* **RECORDS TO USE**

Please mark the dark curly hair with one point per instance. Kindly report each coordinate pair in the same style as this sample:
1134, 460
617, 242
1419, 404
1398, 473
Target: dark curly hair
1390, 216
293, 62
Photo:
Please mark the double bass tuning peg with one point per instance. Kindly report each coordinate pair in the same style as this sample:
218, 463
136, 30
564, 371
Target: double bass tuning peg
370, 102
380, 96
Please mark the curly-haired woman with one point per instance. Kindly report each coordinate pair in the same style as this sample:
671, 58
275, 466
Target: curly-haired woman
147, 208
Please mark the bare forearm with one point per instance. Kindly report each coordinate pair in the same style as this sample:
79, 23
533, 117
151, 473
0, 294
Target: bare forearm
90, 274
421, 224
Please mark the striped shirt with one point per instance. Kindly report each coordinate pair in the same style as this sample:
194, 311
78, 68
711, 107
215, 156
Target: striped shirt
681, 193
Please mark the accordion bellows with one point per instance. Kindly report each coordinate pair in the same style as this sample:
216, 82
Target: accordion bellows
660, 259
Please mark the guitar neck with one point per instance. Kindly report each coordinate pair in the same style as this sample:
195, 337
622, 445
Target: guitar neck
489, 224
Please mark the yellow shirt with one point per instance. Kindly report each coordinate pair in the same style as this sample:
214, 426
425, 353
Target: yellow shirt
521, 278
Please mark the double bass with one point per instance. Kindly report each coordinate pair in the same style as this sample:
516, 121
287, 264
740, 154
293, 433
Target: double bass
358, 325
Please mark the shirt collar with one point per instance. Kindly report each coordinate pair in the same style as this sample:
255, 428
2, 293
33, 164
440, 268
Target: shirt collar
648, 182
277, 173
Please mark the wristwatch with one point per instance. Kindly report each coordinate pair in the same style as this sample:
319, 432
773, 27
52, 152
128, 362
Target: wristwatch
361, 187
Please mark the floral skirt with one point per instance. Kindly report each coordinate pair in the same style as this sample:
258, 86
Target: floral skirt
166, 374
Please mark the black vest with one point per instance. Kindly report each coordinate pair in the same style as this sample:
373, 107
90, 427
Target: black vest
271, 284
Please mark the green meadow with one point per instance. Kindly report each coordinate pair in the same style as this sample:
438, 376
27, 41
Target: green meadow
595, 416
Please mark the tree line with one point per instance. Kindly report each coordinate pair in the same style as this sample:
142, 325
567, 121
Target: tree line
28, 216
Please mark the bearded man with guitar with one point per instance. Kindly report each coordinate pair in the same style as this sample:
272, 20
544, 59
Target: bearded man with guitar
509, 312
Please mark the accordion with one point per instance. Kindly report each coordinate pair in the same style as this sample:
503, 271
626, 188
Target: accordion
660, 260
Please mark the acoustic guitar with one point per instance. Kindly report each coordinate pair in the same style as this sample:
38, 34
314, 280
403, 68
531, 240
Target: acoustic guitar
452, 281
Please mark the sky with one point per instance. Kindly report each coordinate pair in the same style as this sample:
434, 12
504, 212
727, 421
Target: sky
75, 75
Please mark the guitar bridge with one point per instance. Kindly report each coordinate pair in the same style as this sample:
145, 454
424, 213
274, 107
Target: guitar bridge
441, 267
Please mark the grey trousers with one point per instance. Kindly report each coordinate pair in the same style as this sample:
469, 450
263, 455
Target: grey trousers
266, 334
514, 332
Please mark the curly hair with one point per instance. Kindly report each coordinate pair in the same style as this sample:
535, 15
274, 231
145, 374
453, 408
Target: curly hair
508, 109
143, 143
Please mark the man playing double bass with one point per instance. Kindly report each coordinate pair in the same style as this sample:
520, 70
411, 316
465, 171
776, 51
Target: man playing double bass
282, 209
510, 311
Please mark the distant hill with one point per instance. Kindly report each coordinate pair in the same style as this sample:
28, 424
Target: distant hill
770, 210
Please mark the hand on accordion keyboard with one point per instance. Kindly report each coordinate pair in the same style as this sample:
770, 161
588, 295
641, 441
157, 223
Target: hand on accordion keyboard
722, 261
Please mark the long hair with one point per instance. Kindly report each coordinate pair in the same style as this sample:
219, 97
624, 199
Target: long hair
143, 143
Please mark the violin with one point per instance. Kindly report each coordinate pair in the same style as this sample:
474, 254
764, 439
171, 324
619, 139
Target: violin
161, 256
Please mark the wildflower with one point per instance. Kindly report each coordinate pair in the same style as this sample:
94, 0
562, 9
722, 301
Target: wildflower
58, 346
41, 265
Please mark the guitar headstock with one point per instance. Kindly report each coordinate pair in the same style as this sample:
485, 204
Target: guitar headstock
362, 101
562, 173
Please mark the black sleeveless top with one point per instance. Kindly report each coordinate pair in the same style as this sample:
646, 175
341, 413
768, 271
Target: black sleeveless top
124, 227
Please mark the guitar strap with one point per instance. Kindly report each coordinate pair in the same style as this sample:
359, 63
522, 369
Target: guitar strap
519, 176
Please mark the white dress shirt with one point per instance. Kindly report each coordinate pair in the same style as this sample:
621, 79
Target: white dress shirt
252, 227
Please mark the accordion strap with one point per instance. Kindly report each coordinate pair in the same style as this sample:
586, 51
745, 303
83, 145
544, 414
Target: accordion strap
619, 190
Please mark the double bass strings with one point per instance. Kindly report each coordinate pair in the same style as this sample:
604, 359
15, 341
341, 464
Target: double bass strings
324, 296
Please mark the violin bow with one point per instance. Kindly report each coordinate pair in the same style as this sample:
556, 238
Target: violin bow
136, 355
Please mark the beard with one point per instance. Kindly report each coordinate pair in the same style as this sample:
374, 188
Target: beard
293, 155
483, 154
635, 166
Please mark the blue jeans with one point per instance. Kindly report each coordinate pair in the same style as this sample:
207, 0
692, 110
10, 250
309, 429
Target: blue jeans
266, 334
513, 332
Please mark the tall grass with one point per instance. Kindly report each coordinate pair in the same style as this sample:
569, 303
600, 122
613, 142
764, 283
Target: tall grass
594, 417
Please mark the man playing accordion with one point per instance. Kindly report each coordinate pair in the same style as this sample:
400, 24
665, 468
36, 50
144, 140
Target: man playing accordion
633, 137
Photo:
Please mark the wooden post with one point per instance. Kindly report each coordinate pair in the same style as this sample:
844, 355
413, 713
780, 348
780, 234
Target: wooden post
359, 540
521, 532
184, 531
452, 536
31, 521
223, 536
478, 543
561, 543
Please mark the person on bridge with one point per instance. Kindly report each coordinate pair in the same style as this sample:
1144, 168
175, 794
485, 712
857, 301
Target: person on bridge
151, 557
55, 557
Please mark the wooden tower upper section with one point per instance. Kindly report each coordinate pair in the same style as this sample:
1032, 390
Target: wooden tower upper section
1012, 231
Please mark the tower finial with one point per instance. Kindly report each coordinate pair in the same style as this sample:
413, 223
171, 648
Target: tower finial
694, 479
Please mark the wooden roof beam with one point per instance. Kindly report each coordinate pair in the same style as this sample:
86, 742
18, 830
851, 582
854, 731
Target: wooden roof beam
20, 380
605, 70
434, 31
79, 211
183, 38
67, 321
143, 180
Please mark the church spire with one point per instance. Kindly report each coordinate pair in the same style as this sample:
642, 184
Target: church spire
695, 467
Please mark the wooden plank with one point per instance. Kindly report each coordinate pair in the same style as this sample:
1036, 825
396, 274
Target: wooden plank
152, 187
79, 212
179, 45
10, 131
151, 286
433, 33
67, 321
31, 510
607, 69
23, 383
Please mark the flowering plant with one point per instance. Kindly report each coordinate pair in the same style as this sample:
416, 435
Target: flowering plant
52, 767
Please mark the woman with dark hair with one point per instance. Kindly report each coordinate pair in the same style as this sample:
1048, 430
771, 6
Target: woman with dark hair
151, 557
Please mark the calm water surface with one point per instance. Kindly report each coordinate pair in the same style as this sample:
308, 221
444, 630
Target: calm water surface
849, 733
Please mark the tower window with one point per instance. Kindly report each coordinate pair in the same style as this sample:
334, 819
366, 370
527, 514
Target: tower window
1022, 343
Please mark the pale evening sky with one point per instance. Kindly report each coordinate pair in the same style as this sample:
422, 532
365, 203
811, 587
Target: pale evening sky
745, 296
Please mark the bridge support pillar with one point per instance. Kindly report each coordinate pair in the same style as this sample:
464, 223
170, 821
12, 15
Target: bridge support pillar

* **INSTRUCTIONS FOR THE TASK**
Your task is to return, exactly and on their own, the lines from the one containing "Please mark the church" through the last line of the listing.

* **ANSWER FOR THE TASK**
Please mark the church spire with one point per instance. Kindly report each coordinate pair in the same style as this sample:
642, 184
Target: church spire
695, 467
Please mark the wooden plank with one point per instance. Kindly report each coordinate pair in the same style as this sample:
1036, 825
396, 274
Target: wooden plank
152, 187
79, 212
179, 45
10, 131
151, 286
433, 33
67, 321
31, 510
607, 69
23, 383
Please mark the flowering plant with one point per instance. Kindly report each coordinate pair in the same style as this sample:
416, 435
Target: flowering plant
52, 767
Please mark the woman with dark hair with one point per instance. Kindly report each coordinate pair in the same style as this sample:
1048, 430
771, 6
Target: woman with dark hair
151, 557
Please mark the calm water surface with one point per instance. Kindly report each coordinate pair in the same style as this sample:
308, 221
444, 630
Target: calm water surface
849, 733
Please mark the tower window with one point per instance. Kindly report each coordinate pair in the same style as this sample:
334, 819
366, 370
527, 514
Target: tower window
1022, 343
Please mark the pale evening sky with one point per instance. Kindly report each coordinate pair in the same style as this sample:
422, 532
365, 203
811, 587
Target: pale evening sky
745, 296
Please mark the bridge support pillar with one point per instance. Kindly report each coordinate pair in the same style as this sample:
464, 223
170, 821
12, 15
Target: bridge support pillar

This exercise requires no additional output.